## READING PASSAGE
Spike Lee didn’t even realize that it had been nearly two decades since he last worked with Denzel Washington. While the actor and director had made four films—each with their own distinct flair, arresting nature, and pivotal place in cinema history—Lee seemed to almost downplay his bond with Washington in a recent interview with Film Comment’s Beatrice Loayza, where he was asked about how often the two see each other: “He has a place near me, but we don’t see each other every day. We’re cool. But it’s not like we’re calling each other up all the time,” Lee said in his interview with the outlet. “It’s not that type of relationship.”
Lee’s coy response feels odd, considering the legendary director has always had a knack for shooting Washington. While the 70-year-old actor has been widely regarded as one of the greatest performers of this century, Lee understands how to frame Washington in a way that elevates him from his other roles. While he has such an impeccable ability to make any middle-of-the-road film seem interesting, Washington’s commanding and charismatic presence only intensifies when he works with Lee.
Both men have gone on to produce great works on their own and win Oscars (Glory and Training Day for Washington, and a Best Original Screenplay award for Lee and his film, BlacKkKlansman). But the magic they have created speaks interminable ability to pave their own path and never let anyone in the industry slow them down. In their respective fields of acting and directing, Washington and Lee have made it possible for Black artists to receive the spotlight.
The duo’s fifth collaboration together, Highest 2 Lowest, a modern-day remake of Akira Kurosawa’s 1963 film High and Low that premiered at the Cannes Film Festival in May, speaks to the stature that the two have now achieved in part because of their creative partnership. The film follows Washington as a powerful music mogul who is targeted by a ransom plot similar to the one in the Japanese original.
All the films, including Highest 2 Lowest, feature Washington as some sort of character in authority, power and grace. They look to challenge depictions of Black men on screen while also examining aspects of Black culture and history like jazz, basketball and civil rights leaders. With their latest effort coming out for an insulting three weeks in theaters before being dumped on Apple TV+, it’s fitting to honor Lee and Washington’s cinematic accomplishments.
5. Mo’ Better Blues (1990)

## GIVEN PROBLEM A
Pick out every line in the records below that contains the word "white", and copy each of those lines.

## LISTED ENTRIES
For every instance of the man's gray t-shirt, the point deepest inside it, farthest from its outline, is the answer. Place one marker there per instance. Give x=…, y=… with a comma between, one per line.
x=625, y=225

--

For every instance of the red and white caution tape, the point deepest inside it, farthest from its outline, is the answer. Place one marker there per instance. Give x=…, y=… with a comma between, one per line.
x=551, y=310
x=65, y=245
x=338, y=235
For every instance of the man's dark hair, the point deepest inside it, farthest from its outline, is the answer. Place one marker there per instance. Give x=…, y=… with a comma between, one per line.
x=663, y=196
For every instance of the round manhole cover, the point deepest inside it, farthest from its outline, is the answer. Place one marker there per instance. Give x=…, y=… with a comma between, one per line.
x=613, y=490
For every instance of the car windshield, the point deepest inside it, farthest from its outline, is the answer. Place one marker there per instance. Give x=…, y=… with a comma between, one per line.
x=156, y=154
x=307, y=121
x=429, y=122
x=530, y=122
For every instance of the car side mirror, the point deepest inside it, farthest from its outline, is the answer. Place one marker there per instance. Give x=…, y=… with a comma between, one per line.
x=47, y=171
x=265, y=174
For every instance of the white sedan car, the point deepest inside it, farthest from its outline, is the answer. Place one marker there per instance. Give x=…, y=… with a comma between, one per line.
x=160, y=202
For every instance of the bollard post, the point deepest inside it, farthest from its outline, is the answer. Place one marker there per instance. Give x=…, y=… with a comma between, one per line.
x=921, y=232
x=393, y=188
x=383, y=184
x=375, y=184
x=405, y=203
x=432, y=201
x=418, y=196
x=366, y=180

--

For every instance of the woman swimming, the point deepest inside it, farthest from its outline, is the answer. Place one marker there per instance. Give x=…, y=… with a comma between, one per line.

## GIVEN PROBLEM B
According to the piece on Spike Lee and Denzel Washington, which 1963 film is Highest 2 Lowest a remake of?

## RESULT A
For every instance of the red and white caution tape, the point deepest inside it, farthest from its outline, is the answer. Place one marker there per instance. Give x=…, y=… with a comma between, one per line.
For every instance of the white sedan car, the point deepest inside it, farthest from its outline, is the answer. Place one marker there per instance. Give x=…, y=… with a comma between, one per line.

## RESULT B
Akira Kurosawa's High and Low